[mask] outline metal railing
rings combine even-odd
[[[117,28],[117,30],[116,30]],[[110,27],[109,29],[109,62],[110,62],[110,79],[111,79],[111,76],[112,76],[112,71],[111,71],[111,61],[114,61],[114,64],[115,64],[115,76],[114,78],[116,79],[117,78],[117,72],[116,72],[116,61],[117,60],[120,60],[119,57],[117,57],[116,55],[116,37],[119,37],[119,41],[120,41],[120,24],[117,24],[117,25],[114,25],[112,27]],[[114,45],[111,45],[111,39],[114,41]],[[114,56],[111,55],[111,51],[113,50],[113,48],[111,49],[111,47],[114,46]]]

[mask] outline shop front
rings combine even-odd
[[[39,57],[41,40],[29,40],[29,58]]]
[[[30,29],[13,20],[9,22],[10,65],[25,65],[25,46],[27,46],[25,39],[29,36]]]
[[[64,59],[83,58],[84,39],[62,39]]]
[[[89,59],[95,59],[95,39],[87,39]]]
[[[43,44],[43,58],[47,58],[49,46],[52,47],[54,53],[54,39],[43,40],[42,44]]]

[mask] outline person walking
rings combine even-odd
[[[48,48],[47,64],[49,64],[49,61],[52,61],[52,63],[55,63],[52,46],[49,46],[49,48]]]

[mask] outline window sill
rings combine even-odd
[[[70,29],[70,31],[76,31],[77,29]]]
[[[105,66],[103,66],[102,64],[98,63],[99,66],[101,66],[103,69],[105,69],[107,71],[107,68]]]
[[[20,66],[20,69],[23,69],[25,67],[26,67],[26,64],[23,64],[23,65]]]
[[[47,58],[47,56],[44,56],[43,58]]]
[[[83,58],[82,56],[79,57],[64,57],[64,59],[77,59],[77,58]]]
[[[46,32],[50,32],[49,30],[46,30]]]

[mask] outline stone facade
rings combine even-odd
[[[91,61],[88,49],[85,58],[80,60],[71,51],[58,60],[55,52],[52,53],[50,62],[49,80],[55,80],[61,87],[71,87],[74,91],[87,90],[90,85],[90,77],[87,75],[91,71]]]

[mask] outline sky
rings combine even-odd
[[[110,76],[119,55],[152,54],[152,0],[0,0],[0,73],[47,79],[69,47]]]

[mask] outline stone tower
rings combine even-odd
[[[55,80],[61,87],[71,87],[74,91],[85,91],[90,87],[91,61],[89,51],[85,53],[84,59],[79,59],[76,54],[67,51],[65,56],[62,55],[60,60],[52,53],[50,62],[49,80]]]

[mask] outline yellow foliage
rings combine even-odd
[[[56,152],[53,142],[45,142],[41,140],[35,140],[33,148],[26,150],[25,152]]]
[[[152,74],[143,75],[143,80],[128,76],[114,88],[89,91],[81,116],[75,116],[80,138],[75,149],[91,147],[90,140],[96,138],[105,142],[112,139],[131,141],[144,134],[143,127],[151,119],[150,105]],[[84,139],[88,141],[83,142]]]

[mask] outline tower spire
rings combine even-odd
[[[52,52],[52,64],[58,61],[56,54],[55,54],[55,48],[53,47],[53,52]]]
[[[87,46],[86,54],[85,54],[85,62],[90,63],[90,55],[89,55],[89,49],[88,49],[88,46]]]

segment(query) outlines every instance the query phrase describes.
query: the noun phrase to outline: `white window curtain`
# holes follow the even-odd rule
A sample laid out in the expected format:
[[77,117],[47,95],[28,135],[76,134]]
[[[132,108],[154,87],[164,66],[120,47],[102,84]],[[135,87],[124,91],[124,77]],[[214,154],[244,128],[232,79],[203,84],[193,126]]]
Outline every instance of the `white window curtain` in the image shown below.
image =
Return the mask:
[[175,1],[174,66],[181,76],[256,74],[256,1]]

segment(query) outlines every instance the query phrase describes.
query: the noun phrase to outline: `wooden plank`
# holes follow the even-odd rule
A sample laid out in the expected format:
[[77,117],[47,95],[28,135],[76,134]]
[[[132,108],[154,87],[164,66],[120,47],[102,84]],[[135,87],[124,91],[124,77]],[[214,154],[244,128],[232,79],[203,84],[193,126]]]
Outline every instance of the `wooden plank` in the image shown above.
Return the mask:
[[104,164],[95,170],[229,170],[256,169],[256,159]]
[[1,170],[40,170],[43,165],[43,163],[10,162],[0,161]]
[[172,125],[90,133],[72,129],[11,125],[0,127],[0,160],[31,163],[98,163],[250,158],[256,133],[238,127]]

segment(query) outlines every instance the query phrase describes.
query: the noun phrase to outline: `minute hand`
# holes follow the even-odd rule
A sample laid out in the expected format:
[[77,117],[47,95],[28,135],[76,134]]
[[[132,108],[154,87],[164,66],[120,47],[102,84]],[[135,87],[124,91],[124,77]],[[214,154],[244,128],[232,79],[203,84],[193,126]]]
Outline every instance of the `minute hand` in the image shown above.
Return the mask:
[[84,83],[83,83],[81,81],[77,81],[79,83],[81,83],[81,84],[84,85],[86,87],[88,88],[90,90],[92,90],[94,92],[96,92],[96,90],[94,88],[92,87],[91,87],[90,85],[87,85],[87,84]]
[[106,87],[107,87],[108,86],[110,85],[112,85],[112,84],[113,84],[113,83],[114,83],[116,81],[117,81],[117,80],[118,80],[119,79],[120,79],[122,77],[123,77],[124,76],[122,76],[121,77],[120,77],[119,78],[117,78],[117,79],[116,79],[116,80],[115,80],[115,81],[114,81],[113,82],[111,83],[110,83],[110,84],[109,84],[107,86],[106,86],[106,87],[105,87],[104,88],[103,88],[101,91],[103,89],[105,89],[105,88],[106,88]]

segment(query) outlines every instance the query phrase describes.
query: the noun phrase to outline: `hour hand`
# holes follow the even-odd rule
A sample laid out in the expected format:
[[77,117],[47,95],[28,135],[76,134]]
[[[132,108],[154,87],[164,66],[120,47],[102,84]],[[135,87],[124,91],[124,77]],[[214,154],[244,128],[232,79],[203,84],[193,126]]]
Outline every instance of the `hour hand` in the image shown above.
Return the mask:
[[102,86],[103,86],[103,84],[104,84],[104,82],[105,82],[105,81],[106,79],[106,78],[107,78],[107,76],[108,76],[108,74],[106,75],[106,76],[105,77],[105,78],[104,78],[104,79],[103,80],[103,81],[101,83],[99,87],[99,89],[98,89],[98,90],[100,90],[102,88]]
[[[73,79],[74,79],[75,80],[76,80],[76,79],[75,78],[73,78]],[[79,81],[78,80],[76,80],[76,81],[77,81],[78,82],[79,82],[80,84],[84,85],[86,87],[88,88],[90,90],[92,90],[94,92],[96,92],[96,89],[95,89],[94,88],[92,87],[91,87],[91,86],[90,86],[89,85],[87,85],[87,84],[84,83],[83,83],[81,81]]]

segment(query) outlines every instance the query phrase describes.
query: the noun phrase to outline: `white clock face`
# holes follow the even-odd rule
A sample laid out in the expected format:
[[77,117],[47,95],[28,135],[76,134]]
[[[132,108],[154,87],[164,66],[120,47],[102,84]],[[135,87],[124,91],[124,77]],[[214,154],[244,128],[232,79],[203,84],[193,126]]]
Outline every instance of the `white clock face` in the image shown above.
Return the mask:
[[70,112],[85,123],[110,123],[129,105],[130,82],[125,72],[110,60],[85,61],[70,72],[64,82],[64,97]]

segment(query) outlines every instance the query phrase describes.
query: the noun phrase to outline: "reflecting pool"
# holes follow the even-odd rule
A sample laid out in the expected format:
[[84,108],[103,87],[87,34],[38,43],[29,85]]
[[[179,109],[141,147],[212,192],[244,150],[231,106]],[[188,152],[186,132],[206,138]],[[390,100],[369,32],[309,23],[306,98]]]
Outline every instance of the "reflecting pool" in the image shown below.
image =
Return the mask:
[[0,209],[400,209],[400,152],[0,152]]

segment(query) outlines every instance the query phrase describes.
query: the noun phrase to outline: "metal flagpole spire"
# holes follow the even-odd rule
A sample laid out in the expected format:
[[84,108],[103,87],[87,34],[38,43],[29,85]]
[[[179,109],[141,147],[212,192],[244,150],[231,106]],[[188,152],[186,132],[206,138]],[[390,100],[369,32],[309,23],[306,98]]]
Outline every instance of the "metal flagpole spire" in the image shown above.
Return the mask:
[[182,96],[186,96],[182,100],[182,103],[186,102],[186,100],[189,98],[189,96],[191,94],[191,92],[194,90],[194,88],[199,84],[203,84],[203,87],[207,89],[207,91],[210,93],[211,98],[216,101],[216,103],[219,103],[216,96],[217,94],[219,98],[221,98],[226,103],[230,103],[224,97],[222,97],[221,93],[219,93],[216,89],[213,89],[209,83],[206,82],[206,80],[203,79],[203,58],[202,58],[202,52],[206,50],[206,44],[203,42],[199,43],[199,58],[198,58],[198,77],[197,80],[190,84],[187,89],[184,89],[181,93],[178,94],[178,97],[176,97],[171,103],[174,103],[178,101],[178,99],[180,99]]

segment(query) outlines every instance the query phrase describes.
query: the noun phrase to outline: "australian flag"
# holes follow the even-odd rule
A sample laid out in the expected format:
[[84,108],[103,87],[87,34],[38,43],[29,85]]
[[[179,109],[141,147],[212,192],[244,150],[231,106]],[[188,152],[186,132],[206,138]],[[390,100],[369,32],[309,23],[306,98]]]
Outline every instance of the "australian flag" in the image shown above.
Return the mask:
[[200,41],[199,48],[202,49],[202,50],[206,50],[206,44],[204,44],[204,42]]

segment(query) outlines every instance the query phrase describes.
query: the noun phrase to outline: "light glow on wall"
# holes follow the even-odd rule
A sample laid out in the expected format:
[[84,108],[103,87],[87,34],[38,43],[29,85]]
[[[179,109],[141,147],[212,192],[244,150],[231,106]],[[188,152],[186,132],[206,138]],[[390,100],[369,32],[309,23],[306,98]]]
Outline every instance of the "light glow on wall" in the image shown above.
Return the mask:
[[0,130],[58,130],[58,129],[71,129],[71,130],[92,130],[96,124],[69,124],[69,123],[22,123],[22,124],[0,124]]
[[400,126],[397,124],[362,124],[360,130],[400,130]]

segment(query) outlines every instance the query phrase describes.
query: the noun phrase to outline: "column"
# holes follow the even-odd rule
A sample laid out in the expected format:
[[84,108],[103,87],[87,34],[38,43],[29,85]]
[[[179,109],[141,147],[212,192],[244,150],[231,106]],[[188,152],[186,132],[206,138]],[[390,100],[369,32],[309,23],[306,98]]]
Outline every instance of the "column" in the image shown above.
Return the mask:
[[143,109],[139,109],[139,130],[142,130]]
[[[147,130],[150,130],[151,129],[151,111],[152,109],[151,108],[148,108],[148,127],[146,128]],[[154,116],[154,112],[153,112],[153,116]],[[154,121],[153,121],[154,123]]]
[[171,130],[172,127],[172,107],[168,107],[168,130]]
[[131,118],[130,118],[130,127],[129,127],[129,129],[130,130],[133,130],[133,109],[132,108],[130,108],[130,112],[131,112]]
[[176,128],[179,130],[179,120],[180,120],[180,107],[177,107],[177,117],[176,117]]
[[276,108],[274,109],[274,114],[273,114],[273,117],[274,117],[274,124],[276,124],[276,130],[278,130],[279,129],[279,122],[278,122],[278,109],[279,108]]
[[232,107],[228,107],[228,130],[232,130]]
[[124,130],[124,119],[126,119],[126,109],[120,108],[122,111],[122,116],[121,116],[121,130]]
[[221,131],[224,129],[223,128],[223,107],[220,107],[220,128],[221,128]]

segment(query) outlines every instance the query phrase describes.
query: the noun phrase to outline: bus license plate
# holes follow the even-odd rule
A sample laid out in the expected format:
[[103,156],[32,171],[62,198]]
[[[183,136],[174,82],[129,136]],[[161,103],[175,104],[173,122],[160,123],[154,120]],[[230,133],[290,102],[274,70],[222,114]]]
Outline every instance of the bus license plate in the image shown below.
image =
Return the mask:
* * * * * * * * *
How many lines in the items above contain the word "flagpole"? Reply with the number alone.

Exercise answer —
2